* _TASK DESCRIPTION_:
Reproduce the material from the line containing "Rules: place one point on every instance of the small" through the end of the material, with "small blue insect" swapped for "small blue beetle" and everything else left the same.

* _TASK INPUT_:
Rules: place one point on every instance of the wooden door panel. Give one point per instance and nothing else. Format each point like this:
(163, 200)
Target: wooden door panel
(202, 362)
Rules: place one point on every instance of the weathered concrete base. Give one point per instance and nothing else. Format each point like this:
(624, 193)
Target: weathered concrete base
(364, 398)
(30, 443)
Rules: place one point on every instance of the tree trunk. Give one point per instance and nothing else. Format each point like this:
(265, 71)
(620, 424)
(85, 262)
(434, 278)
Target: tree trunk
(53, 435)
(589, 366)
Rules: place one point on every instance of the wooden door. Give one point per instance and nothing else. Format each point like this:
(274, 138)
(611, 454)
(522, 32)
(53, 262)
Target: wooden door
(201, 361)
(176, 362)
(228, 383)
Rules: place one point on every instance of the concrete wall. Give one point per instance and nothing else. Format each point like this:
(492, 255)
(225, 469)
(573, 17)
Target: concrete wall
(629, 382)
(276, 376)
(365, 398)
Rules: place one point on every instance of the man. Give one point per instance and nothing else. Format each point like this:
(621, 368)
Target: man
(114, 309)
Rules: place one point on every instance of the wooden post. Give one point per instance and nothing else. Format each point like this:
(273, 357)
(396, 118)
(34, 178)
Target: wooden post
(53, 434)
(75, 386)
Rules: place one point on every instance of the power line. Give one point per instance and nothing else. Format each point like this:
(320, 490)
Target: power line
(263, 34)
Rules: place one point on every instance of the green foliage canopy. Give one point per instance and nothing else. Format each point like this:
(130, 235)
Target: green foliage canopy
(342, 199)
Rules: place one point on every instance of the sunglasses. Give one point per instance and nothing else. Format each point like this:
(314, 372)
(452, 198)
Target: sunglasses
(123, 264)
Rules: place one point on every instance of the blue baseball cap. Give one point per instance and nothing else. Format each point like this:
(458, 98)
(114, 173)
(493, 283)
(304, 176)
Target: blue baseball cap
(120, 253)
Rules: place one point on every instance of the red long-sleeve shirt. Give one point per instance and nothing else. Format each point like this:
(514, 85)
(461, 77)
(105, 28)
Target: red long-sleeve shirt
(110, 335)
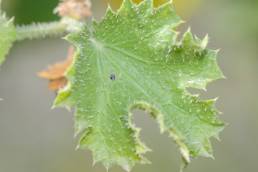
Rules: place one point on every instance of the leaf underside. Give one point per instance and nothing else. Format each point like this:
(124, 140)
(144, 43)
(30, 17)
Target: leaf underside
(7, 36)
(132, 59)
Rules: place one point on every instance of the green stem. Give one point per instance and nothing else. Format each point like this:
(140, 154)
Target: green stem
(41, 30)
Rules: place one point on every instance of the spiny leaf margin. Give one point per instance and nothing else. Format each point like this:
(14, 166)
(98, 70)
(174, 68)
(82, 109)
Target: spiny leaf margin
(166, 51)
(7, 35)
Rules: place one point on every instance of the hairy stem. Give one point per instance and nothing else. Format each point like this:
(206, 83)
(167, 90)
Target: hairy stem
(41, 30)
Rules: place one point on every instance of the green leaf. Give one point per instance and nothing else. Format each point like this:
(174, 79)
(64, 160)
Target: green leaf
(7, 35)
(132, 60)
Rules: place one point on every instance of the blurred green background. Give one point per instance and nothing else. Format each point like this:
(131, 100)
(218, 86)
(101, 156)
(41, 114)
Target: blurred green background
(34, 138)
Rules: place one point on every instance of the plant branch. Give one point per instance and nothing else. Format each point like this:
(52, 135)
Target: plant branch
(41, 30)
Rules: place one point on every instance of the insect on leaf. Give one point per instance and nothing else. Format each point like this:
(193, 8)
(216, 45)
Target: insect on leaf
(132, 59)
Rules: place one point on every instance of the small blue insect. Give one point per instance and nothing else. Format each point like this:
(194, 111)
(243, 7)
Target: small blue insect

* _SOLUTION BELOW_:
Rules: place one point on every instance of the small blue beetle. Give one point per instance and nothing else. Format each point like this:
(194, 111)
(243, 7)
Target: small blue beetle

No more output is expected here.